• ЗАДАНИЯ
a - Приведите повторно, слово в слово, ту часть отрывка о 27 февраля 1917 года, которая открывается словами с «В полдень телефонная» и завершается словами «кричали из толпы.».
b - К какому зданию, по словам студента из отрывка о 27 февраля 1917 года, направлялись два полка?
c - Подхватите повествование отрывка о 27 февраля 1917 года и продолжите его сразу после последней реплики.

• ФРАГМЕНТ ТЕКСТА
########

День первый: 27 февраля 1917 г.
В полдень телефонная связь прервалась. Около
трех часов дня один из моих студентов ворвался ко мне с сообщением, что два
полка при оружии и с красными флагами покинули казармы и движутся к зданию
Государственной Думы...
Не без трудностей мы перебрались через реку и дошли до
Экономического комитета Союза городов и земств. Мне пришло в голову, что, если
оба полка дойдут до Думы, их следовало бы накормить. Поэтому я сказал друзьям,
членам комитета: «Постарайтесь раздобыть еды и отправьте ее с моей запиской к
Думе». В этот момент к нам присоединился старый знакомый, господин Кузьмин, и
мы отправились дальше. На Невском проспекте возле Екатерининского канала все
еще было спокойно, но, повернув на Литейный, мы обнаружили, что толпа
увеличивается, а стрельба усиливается. Слабые попытки полиции разогнать людей
ни к чему не приводили.
— Эй, фараоны! Конец вам! — кричали из толпы.

########

• ПРЕДОСТАВЛЕННЫЕ ЗАПИСИ
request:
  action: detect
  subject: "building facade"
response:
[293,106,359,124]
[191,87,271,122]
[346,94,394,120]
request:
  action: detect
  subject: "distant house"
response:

########

• ОТВЕТЫ ПО ЗАДАНИЯМ
a -
В полдень телефонная связь прервалась. Около
трех часов дня один из моих студентов ворвался ко мне с сообщением, что два
полка при оружии и с красными флагами покинули казармы и движутся к зданию
Государственной Думы...
Не без трудностей мы перебрались через реку и дошли до
Экономического комитета Союза городов и земств. Мне пришло в голову, что, если
оба полка дойдут до Думы, их следовало бы накормить. Поэтому я сказал друзьям,
членам комитета: «Постарайтесь раздобыть еды и отправьте ее с моей запиской к
Думе». В этот момент к нам присоединился старый знакомый, господин Кузьмин, и
мы отправились дальше. На Невском проспекте возле Екатерининского канала все
еще было спокойно, но, повернув на Литейный, мы обнаружили, что толпа
увеличивается, а стрельба усиливается. Слабые попытки полиции разогнать людей
ни к чему не приводили.
— Эй, фараоны! Конец вам! — кричали из толпы.

b - К зданию Государственной Думы.

c -
Осторожно пробираясь вперед вдоль Литейного, мы обнаружили свежие
пятна крови и два трупа на тротуаре. Умело находя лазейки, мы наконец
добрались до Таврического дворца, окруженного крестьянами, рабочими и
солдатами. Никаких попыток ворваться в здание Российского парламента еще не
было, но везде, куда ни кинь взгляд, стояли орудия и пулеметы.
Зал заседаний Думы являл резкий контраст смятению, царившему за
стенами. Здесь, на первый взгляд, по-прежнему комфортно и покойно. Лишь там и
тут по углам собирались группы депутатов, обсуждая ситуацию. Дума была
фактически распущена, но Исполнительный комитет выполнял фактические
обязанности Временного правительства.
Смятение и неуверенность явно сквозили в разговорах депутатов.
Капитаны, ведущие государственный корабль прямо в «пасть» урагана, все же
плохо представляли себе, куда следует плыть. Я вернулся во двор Думы и
объяснил группе солдат, что попытаюсь привезти им провизию Они нашли
автомобиль г красным флагом на кабине, и мы двинулись сквозь толпу.
— Этого достаточно, чтобы всех нас повесить, если революция не победит, —
насмешливо сказал я своим провожатым.
— Не бойся. Все будет как надо, — ответили мне.
... Вернувшись в Думу, я обнаружил, что толпа подступила как никогда -близко.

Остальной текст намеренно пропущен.